_About this task_
Nothing but the exact text of the entries should appear in your answer; pictures stay out.

_Material for this exercise_

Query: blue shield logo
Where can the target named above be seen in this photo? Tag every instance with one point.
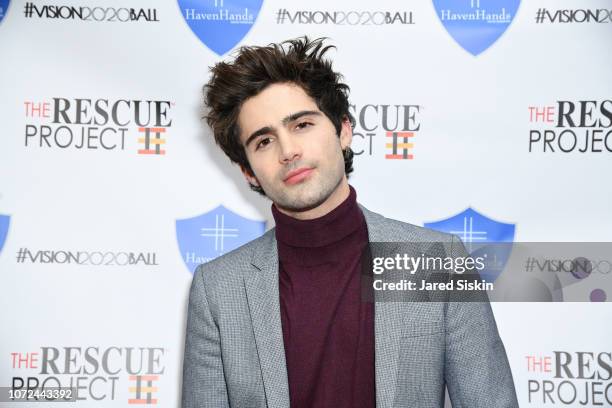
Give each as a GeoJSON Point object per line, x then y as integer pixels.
{"type": "Point", "coordinates": [476, 24]}
{"type": "Point", "coordinates": [3, 7]}
{"type": "Point", "coordinates": [220, 24]}
{"type": "Point", "coordinates": [4, 224]}
{"type": "Point", "coordinates": [213, 234]}
{"type": "Point", "coordinates": [476, 231]}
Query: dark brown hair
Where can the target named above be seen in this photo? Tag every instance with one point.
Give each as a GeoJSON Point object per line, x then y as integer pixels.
{"type": "Point", "coordinates": [299, 61]}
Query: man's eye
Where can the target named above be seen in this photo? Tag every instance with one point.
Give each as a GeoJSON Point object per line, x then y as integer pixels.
{"type": "Point", "coordinates": [303, 125]}
{"type": "Point", "coordinates": [262, 143]}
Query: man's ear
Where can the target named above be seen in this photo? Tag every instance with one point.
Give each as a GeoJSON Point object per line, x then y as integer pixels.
{"type": "Point", "coordinates": [250, 177]}
{"type": "Point", "coordinates": [346, 133]}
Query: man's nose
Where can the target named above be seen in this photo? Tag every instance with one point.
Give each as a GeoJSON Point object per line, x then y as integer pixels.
{"type": "Point", "coordinates": [290, 149]}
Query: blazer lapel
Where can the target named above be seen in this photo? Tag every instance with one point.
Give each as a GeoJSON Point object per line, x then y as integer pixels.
{"type": "Point", "coordinates": [387, 325]}
{"type": "Point", "coordinates": [263, 299]}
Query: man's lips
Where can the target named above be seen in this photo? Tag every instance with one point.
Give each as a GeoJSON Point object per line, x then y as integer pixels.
{"type": "Point", "coordinates": [297, 175]}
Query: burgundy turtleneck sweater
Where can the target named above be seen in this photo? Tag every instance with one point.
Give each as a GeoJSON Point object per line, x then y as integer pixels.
{"type": "Point", "coordinates": [328, 330]}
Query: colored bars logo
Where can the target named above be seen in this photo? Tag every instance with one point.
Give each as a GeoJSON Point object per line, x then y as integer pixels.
{"type": "Point", "coordinates": [156, 142]}
{"type": "Point", "coordinates": [399, 149]}
{"type": "Point", "coordinates": [145, 390]}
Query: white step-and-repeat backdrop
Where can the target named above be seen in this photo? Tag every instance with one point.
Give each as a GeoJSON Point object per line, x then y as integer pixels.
{"type": "Point", "coordinates": [490, 119]}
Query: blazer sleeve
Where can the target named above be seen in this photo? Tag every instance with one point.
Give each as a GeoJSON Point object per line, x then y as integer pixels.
{"type": "Point", "coordinates": [477, 371]}
{"type": "Point", "coordinates": [203, 378]}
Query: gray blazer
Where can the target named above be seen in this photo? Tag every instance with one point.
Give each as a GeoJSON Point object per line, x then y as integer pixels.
{"type": "Point", "coordinates": [234, 353]}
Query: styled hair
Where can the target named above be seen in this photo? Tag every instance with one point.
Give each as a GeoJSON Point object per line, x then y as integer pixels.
{"type": "Point", "coordinates": [299, 61]}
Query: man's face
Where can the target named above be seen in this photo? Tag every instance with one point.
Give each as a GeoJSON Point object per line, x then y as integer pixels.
{"type": "Point", "coordinates": [293, 148]}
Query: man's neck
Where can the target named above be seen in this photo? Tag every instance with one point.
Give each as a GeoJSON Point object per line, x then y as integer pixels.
{"type": "Point", "coordinates": [336, 198]}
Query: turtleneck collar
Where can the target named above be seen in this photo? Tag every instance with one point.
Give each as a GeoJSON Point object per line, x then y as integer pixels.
{"type": "Point", "coordinates": [340, 222]}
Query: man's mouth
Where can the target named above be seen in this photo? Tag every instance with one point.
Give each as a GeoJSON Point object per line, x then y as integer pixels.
{"type": "Point", "coordinates": [297, 175]}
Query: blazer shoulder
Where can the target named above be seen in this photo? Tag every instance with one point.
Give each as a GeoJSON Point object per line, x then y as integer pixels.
{"type": "Point", "coordinates": [230, 266]}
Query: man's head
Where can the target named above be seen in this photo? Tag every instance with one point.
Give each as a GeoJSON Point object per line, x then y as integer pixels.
{"type": "Point", "coordinates": [281, 109]}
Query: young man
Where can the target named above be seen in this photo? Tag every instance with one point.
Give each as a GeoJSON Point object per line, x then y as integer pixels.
{"type": "Point", "coordinates": [280, 321]}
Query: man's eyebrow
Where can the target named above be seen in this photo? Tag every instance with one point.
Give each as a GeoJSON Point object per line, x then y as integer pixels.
{"type": "Point", "coordinates": [297, 115]}
{"type": "Point", "coordinates": [286, 120]}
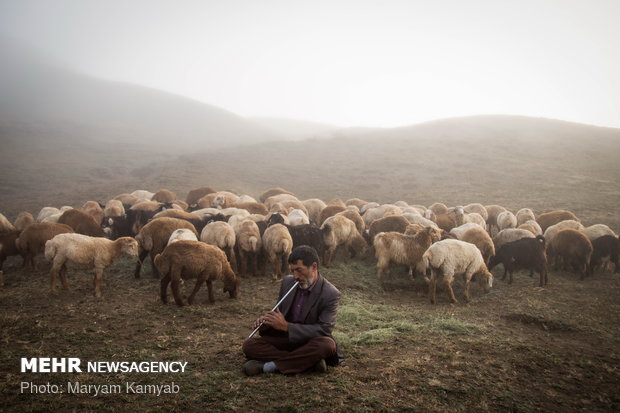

_Solution for this exercise_
Query: blue shield logo
Where can the target named above be seen in this photo? Tag every instance with one point.
Give each as a GeoJSON Point object per line, x then y as integer pixels.
{"type": "Point", "coordinates": [476, 24]}
{"type": "Point", "coordinates": [3, 7]}
{"type": "Point", "coordinates": [220, 24]}
{"type": "Point", "coordinates": [4, 224]}
{"type": "Point", "coordinates": [213, 234]}
{"type": "Point", "coordinates": [476, 231]}
Query: dark brown hair
Where can the target named above be seen in this photo? Tag every instance with one point.
Give each as a GeoJSON Point object per line, x then y as integer pixels.
{"type": "Point", "coordinates": [299, 61]}
Query: man's eye
Where can the target named above be seen in this photo? Tag every instance with one point.
Give each as a GeoJSON Point object per line, x then y as integer pixels.
{"type": "Point", "coordinates": [303, 125]}
{"type": "Point", "coordinates": [262, 143]}
Query: man's ear
Where can the target named above be seen in this photo? Tag every instance with one point.
Give each as a GeoJSON Point object per line, x then y as integer pixels.
{"type": "Point", "coordinates": [250, 177]}
{"type": "Point", "coordinates": [346, 133]}
Query: man's nose
Where can the target named above be seen in this photo? Tag every instance with one point.
Give each as a GeoJSON Point object per line, x then y as integer pixels.
{"type": "Point", "coordinates": [290, 149]}
Query: blazer lapel
Where can the target named above be seen in this photo? Tag every instance with one point.
Give each as a GeoJSON Point object per line, x then y as integer pixels.
{"type": "Point", "coordinates": [387, 325]}
{"type": "Point", "coordinates": [263, 299]}
Query: man's lips
Where can the target named above be seen in this photo? Tag every instance with one point.
Give each as a GeoJSON Point object per line, x then y as integer pixels.
{"type": "Point", "coordinates": [297, 175]}
Query: burgundy turtleneck sweater
Where can the target named above be seen in this photo? Tag every instance with one point.
Give each as a GeoJSON Point object per line, x then y as integer pixels.
{"type": "Point", "coordinates": [328, 330]}
Query: colored bars logo
Where can the target named above be seen in this photo? Tag every instance with one point.
Give each as a GeoJSON Point object per line, x then y as integer pixels.
{"type": "Point", "coordinates": [156, 142]}
{"type": "Point", "coordinates": [399, 149]}
{"type": "Point", "coordinates": [145, 390]}
Query: white step-and-repeat backdrop
Where can the target named above be seen in this photo? Tag every instance with one point.
Give each as a GeoJSON Point object per line, x then y as integer pixels.
{"type": "Point", "coordinates": [490, 119]}
Query: blazer sleeve
Where can the target named above be seen in this photo? Tag every instance with one point.
Give each as a GeoJSON Point object per line, x then y as integer pixels.
{"type": "Point", "coordinates": [477, 371]}
{"type": "Point", "coordinates": [203, 378]}
Query: gray blazer
Where can the target named above be seen in this photo? Tag every instance with one point.
Give each as a GeoJSON Point object per line, x then y as integer pixels.
{"type": "Point", "coordinates": [234, 353]}
Query: styled hair
Where can the target named above be seen in this photo? Tag every instance with one point.
Give each as a GeoJSON Point object per line, x then y as integer pixels.
{"type": "Point", "coordinates": [299, 61]}
Query: man's face
Where can the target named above be seen in this photo? Tag every instance with one point.
Give each as a GeoJSON Point object per line, x then y as integer pixels.
{"type": "Point", "coordinates": [293, 148]}
Query: man's neck
Where can the target named above be seen in this photo? Tag every instance with one point.
Give each as a GeoJSON Point object per line, x then y as integer pixels.
{"type": "Point", "coordinates": [336, 198]}
Query: turtleneck collar
Where can the target named above be seen in this photo? Tag every instance with one point.
Give each as a GeoJSON Point object per line, x then y as integer pixels.
{"type": "Point", "coordinates": [340, 222]}
Query: man's mouth
Where can the target named above be seen in this photo? Tag every instance with one point.
Give each as a GeoJSON Point object per line, x then y as integer pixels.
{"type": "Point", "coordinates": [297, 175]}
Query: blazer shoulder
Where can the target named above be seen in this photo? Tag every instance with one point.
Give each as a GeoJSON Point object per line, x then y as integer pixels.
{"type": "Point", "coordinates": [230, 266]}
Query: man's head
Where can the target named above be seen in this photo? Tag every instance with one point.
Give each as a GeoJSON Point object per line, x then y as integer pixels.
{"type": "Point", "coordinates": [281, 109]}
Query: young man
Where can the target named above be seen in this photo? Tag every instance with one point.
Give each as a GeoJSON Point object per line, x then y as integer pixels.
{"type": "Point", "coordinates": [280, 321]}
Query: man's eyebrow
Where can the target named above be seen in this photo? Tag every instance with one point.
Give each as a GeoJSON Point object per line, x then y as integer pixels.
{"type": "Point", "coordinates": [297, 115]}
{"type": "Point", "coordinates": [286, 120]}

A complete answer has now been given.